**Reading passage:**
________________________________________

# Pioneer HTP-821ESR VS Yamaha YHT373 ...?? Which one better ?



## ymtan81 (Sep 1, 2012)

Hi all Master..

Im in the dilemma to decide whether to go for Home theater system(Entry level) model : Pioneer HTP-821ESR OR Yamaha YHT373 ..

a) Pioneer HTP-821ESR
Package consists of:
VSX-821-K – Multi-Channel AV Receiver
S-ESR2-LR – Floor Stander Speaker
S-ESR2-CR - Center and Surround Speaker
S-RS3SW – Power Subwoofer

b) Yamaha YHT 373
Package consists of:
RX-V373 - Multi-Channel AV Receiver ( 4K pass through ..?? )
NS 50F - Floor Stander Speaker
NSP60 - Center and Surround Speaker
yet to decide - Power Subwoofer ( any idea ? )


my application is mostly for HD Movie, follow by music..

Kindly help to give me some valuable advice....

Thank you in advance...!!

Cheers
Tan


----------



## Jungle Jack (Jul 28, 2009)

Hello,
Welcome to HTS. Is there any possibility you can go audition these two to decide which sounds best to you? Otherwise, I would go with the Yamaha as they make an exceptionally reliable AVR.
Cheers,
JJ


----------

________________________________________

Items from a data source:
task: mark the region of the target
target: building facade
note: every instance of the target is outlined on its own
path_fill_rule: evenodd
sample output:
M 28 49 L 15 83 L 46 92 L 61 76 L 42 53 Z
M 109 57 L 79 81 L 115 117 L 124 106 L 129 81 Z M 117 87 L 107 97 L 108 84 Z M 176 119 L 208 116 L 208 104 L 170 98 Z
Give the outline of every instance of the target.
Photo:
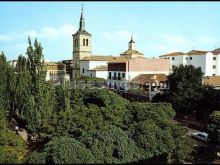
M 108 87 L 127 89 L 130 81 L 140 74 L 170 73 L 168 59 L 133 58 L 108 62 Z
M 63 60 L 62 63 L 66 65 L 66 74 L 70 76 L 70 79 L 72 80 L 73 75 L 73 60 Z
M 46 62 L 47 73 L 46 81 L 53 83 L 63 83 L 69 81 L 69 75 L 66 74 L 66 65 L 62 63 Z
M 173 66 L 193 65 L 201 67 L 204 76 L 220 75 L 220 49 L 213 51 L 192 50 L 188 53 L 174 52 L 161 55 L 160 58 L 170 61 L 170 70 Z
M 81 12 L 79 29 L 73 36 L 73 70 L 72 78 L 80 76 L 80 60 L 90 57 L 92 53 L 92 35 L 85 30 L 83 8 Z

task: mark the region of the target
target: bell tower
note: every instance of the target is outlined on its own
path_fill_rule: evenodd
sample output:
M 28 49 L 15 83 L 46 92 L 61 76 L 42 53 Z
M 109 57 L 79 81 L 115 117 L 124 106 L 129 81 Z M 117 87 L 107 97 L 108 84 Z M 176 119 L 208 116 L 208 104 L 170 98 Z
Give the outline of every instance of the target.
M 92 35 L 85 30 L 83 5 L 79 29 L 73 34 L 73 79 L 80 76 L 80 60 L 92 54 Z

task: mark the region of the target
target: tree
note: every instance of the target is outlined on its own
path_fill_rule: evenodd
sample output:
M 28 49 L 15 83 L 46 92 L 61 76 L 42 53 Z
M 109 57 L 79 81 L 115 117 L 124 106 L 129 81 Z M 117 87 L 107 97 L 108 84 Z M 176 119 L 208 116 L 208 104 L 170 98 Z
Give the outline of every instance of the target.
M 69 137 L 54 138 L 44 149 L 47 163 L 91 164 L 94 158 L 85 145 Z
M 207 123 L 207 131 L 212 144 L 220 145 L 220 111 L 214 111 Z
M 46 153 L 32 151 L 27 155 L 25 162 L 27 164 L 46 164 Z
M 196 116 L 206 122 L 214 110 L 220 110 L 220 90 L 203 85 L 200 92 L 201 96 L 196 104 Z
M 26 155 L 25 141 L 8 130 L 6 112 L 0 107 L 0 164 L 22 163 Z
M 116 126 L 84 134 L 80 141 L 92 152 L 95 163 L 131 163 L 140 157 L 135 142 Z
M 168 101 L 175 111 L 193 114 L 196 111 L 198 99 L 201 97 L 202 70 L 192 65 L 179 65 L 173 68 L 168 76 L 170 89 L 162 95 L 157 95 L 153 102 Z
M 142 151 L 141 159 L 165 156 L 172 163 L 190 158 L 192 142 L 186 131 L 172 122 L 175 112 L 169 103 L 135 102 L 130 112 L 129 137 Z

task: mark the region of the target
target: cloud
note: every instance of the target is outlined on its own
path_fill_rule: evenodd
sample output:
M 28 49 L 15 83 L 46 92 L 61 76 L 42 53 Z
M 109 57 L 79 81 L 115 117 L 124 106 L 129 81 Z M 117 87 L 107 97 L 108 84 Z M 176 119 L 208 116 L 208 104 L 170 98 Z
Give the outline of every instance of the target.
M 169 44 L 175 44 L 178 46 L 184 46 L 189 44 L 189 39 L 181 35 L 172 35 L 172 34 L 165 34 L 162 36 L 162 39 Z
M 39 31 L 29 30 L 23 33 L 9 33 L 9 34 L 0 34 L 0 42 L 8 42 L 17 39 L 23 39 L 30 36 L 31 38 L 40 38 L 40 39 L 58 39 L 61 37 L 71 37 L 71 34 L 77 31 L 75 26 L 70 24 L 64 24 L 61 27 L 43 27 Z
M 131 38 L 131 32 L 127 30 L 117 30 L 114 32 L 103 33 L 103 38 L 109 41 L 128 41 Z
M 214 44 L 216 43 L 216 40 L 214 38 L 208 37 L 208 36 L 202 36 L 199 37 L 196 40 L 197 43 L 202 43 L 202 44 Z

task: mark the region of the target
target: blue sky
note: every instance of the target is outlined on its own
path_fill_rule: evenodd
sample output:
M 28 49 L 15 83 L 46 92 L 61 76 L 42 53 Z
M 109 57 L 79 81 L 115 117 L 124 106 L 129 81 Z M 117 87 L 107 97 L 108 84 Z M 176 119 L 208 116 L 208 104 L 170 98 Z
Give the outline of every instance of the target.
M 72 59 L 82 3 L 93 55 L 119 56 L 132 33 L 145 57 L 220 47 L 220 2 L 0 2 L 0 51 L 25 55 L 30 35 L 45 59 Z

________________________________________

**Challenges:**
1) Write out the part of the home theater thread between "NS 50F - Floor" and "some valuable advice....", inclusive.
2) In the home theater thread, what reason does the reply give for choosing the Yamaha if an audition isn't possible?
3) Sum up the home theater thread in two sentences.

**Answers to the problems:**
1)
NS 50F - Floor Stander Speaker
NSP60 - Center and Surround Speaker
yet to decide - Power Subwoofer ( any idea ? )


my application is mostly for HD Movie, follow by music..

Kindly help to give me some valuable advice....

2) Yamaha makes an exceptionally reliable AVR.

3) A forum poster deciding between two entry-level home theater packages, the Pioneer HTP-821ESR and the Yamaha YHT373, lists the components of each and asks for advice, noting that the system will be used mostly for HD movies and then music. A reply suggests auditioning both to hear which sounds best and otherwise recommends the Yamaha because the brand makes an exceptionally reliable AVR.